*The problem*: Transcribe the entries exactly as they stand below, passing over any picture.

══════════════════════════════

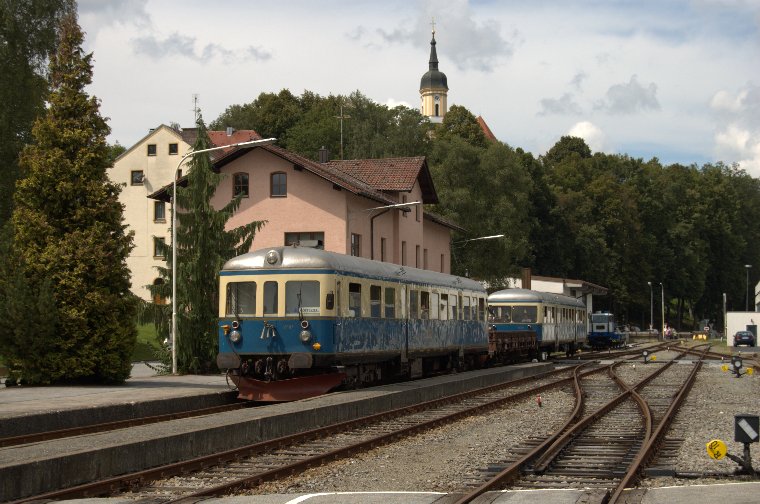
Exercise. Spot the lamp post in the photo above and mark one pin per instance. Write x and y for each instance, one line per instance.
(651, 306)
(249, 143)
(663, 310)
(746, 299)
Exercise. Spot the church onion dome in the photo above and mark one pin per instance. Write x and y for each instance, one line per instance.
(434, 78)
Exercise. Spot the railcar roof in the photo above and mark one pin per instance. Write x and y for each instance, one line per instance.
(531, 296)
(310, 258)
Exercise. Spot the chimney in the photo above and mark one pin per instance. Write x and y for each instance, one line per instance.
(324, 155)
(526, 278)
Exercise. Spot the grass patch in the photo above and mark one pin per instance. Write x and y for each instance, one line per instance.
(147, 343)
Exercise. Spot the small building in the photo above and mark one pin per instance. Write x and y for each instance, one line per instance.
(370, 208)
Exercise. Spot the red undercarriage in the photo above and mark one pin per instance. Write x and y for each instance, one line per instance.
(291, 389)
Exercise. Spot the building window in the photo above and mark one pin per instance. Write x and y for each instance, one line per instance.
(314, 239)
(159, 247)
(356, 242)
(159, 211)
(157, 291)
(240, 185)
(279, 186)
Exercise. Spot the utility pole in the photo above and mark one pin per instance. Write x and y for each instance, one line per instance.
(341, 117)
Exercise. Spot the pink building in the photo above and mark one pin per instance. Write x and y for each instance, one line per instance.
(341, 206)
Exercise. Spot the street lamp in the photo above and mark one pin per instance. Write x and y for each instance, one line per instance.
(746, 299)
(249, 143)
(663, 310)
(651, 306)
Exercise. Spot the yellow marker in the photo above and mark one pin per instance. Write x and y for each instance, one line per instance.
(716, 449)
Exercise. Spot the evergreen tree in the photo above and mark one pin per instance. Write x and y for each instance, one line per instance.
(27, 38)
(203, 247)
(70, 242)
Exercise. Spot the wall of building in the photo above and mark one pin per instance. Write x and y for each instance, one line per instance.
(741, 321)
(158, 171)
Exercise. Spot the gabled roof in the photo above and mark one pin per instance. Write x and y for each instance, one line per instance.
(391, 174)
(337, 177)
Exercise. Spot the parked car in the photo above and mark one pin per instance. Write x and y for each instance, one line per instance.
(744, 338)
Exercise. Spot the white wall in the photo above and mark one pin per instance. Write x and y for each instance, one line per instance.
(738, 321)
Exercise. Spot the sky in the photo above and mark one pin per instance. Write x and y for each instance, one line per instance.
(674, 80)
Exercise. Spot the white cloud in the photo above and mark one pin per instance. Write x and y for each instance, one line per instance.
(629, 98)
(594, 137)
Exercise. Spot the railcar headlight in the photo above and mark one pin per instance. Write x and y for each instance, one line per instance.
(305, 336)
(235, 336)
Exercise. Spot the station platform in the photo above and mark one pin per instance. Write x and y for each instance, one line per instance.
(82, 459)
(32, 469)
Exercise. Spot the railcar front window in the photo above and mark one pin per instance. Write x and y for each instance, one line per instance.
(524, 314)
(241, 299)
(270, 298)
(302, 297)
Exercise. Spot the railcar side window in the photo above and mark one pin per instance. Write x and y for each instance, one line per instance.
(302, 297)
(414, 305)
(270, 298)
(390, 302)
(241, 299)
(354, 300)
(424, 305)
(444, 306)
(374, 301)
(466, 308)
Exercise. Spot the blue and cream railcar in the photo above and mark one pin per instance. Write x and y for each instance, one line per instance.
(296, 322)
(604, 332)
(557, 322)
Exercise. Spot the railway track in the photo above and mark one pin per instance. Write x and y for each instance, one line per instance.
(249, 466)
(605, 443)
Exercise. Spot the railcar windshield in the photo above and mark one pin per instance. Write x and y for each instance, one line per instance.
(241, 299)
(301, 297)
(501, 314)
(525, 314)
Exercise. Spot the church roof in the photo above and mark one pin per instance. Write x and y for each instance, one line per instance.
(433, 78)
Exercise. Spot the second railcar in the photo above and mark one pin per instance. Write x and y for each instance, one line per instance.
(296, 322)
(557, 322)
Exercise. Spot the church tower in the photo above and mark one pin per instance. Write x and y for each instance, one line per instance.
(433, 88)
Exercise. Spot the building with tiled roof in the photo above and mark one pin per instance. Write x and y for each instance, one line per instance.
(351, 207)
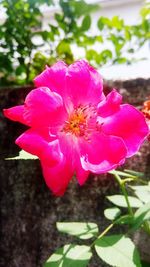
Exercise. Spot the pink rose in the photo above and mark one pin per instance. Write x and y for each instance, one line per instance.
(74, 128)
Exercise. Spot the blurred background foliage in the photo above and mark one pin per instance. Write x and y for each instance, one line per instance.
(21, 58)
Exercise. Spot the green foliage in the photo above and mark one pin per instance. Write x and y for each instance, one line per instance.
(119, 200)
(22, 58)
(115, 249)
(118, 250)
(16, 39)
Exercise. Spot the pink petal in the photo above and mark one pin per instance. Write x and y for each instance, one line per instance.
(43, 107)
(57, 178)
(48, 152)
(53, 77)
(110, 104)
(129, 124)
(102, 153)
(84, 84)
(15, 114)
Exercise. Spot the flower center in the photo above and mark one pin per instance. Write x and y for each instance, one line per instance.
(80, 121)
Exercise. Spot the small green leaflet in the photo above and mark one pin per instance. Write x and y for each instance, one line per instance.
(119, 200)
(23, 155)
(118, 250)
(141, 215)
(81, 230)
(112, 213)
(70, 256)
(142, 192)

══════════════════════════════

*Exercise result*:
Exercise. Spot the lamp post in the photo above and mark one pin per instance. Write x and y for each instance, one line per instance.
(651, 306)
(249, 143)
(663, 310)
(746, 299)
Exercise. Spot the church onion dome in the photo above and mark one pin per instance. Write x and y for each instance, one line per instance.
(434, 78)
Exercise. Spot the railcar roof in the photo above and mark one pin per instance. Write x and y for each instance, one line per instance.
(531, 296)
(310, 258)
Exercise. Spot the chimney in the photo above and mark one pin per instance. Write x and y for each instance, one line per instance.
(324, 155)
(526, 278)
Exercise. Spot the grass patch in the photo above and mark one pin per instance. Write x and y for each instance, one line per instance.
(147, 343)
Exercise. Spot the small building in the photo above and mark one pin per instance. Write x and y for each instance, one line per instance.
(370, 208)
Exercise. Spot the red undercarriage in the photo above and mark one pin per instance. Write x and y for each instance, one line per instance.
(291, 389)
Exercise. Spot the building window in the photo above and mark one pin per instance. Write x and y for each instance, one line per instance.
(314, 239)
(159, 247)
(356, 242)
(159, 211)
(157, 291)
(240, 185)
(279, 186)
Exercise. Spot the utility pole in the photo above and mark one pin per instance. Write x and y for each instance, one line per instance.
(341, 117)
Exercise. Spot the pink building in the photo above and mark one pin per instance. Write x and y for each instance, one line per instance.
(341, 206)
Exercise. Spot the street lamp in the photo above and mark one pin per instance. Write x and y for each instance, one line per instance.
(746, 299)
(249, 143)
(663, 310)
(651, 306)
Exercise. Spot the yellow marker in the photo above and mark one pin per instance. Write x and y for each instance, one line per instance.
(716, 449)
Exercise. Spot the evergreen tree in the photo above and mark one pin per instance. Write x and y for each instance, one line per instance.
(27, 38)
(203, 247)
(70, 242)
Exercise. Spot the wall of building in the photo above and mark one pin per instance. Write x and y for each instance, one line per instance.
(741, 321)
(158, 171)
Exercise. Spot the gabled roof in the photo above and mark one pin per instance. Write x and y for each instance, one line per instance.
(391, 174)
(337, 177)
Exercise. Spot the parked car in the photo above and mark one pin per instance. Write x and y for each instance, one line per instance.
(744, 338)
Exercise. Spot the white wall in the photo above and mark one pin per instance. Write x and y for each instance, one line per instance.
(738, 321)
Exercise. Spot the sky in the photo above and mark one pin per instance. Write x and y for each instance, one line per instance.
(674, 80)
Exercise. Spot the white cloud in the photo above and mark one pin per instance. Write x and y for each instance, one line per instance.
(629, 98)
(594, 137)
Exercise. Spot the railcar headlight in the photo above and mark one pin per instance. Write x and y for each instance, one line per instance.
(305, 336)
(235, 336)
Exercise. Spot the station platform in the photo above and mark one pin per instance. Write x and y for each instance, one line per instance.
(82, 459)
(32, 469)
Exercise. Spot the railcar front window in the photo above and mark one pin per instance. Write x and y for each instance, one line per instance.
(524, 314)
(241, 299)
(270, 298)
(302, 297)
Exercise. Spot the railcar side window in the photo above and mark one pin per instance. Write x and y for each instance, one line per instance.
(302, 297)
(414, 305)
(270, 298)
(390, 302)
(241, 299)
(354, 300)
(424, 305)
(444, 306)
(374, 301)
(466, 308)
Exercise. Spot the blue and cream railcar in the photo above and mark one pin per instance. Write x and y for each instance, one line per instance.
(296, 322)
(604, 332)
(557, 322)
Exercise. Spot the railway track in the photo above and mark one pin per instance. Write x and y for each instance, one line per instance.
(249, 466)
(605, 443)
Exercise. Spot the railcar windshield in the photo above and mark one pin per instance. Write x and y for each instance, one line per instance.
(241, 299)
(301, 297)
(501, 314)
(525, 314)
Exercise. Spot the church roof in the photo above and mark one pin per instance. Write x and y for each instance, one line per instance.
(433, 78)
Exercise. Spot the second railcar in the photo above and mark one pin per instance. Write x and y for each instance, one line per instance.
(296, 322)
(557, 322)
Exercise. Spot the church tower in the photo above and mark one pin per instance. Write x and y for each instance, one line per instance.
(433, 88)
Exercise. Spot the building with tiled roof in the photo above and mark one pin per instance. Write x and y for each instance, one line per instance.
(351, 207)
Exercise. Spot the pink rose in the photo above and mark one pin per instance. Write x and y for each instance, one line per instance.
(74, 128)
Exercise. Spot the blurred background foliage in the photo above and mark one pin per instance. Write x and y for each instance, one line per instance.
(21, 58)
Exercise. Spot the green foliage in the photo above and mark one pin per instance. Write x and y for each instance, one line per instance.
(119, 200)
(22, 58)
(115, 249)
(118, 250)
(16, 39)
Exercise. Spot the pink petal in the photo above and mark one pin per instance. Write x and y for each instance, one line per instance.
(43, 107)
(57, 178)
(48, 152)
(53, 77)
(110, 104)
(129, 124)
(102, 153)
(84, 84)
(15, 114)
Exercise. Spot the flower center in the photo above and mark one pin per instance. Write x and y for each instance, one line per instance.
(80, 121)
Exercise. Spot the small green leaflet in the photo above and mark one pin per instance. Write x and y for each instance, one line per instance.
(119, 200)
(23, 155)
(118, 250)
(141, 215)
(81, 230)
(112, 213)
(70, 256)
(142, 192)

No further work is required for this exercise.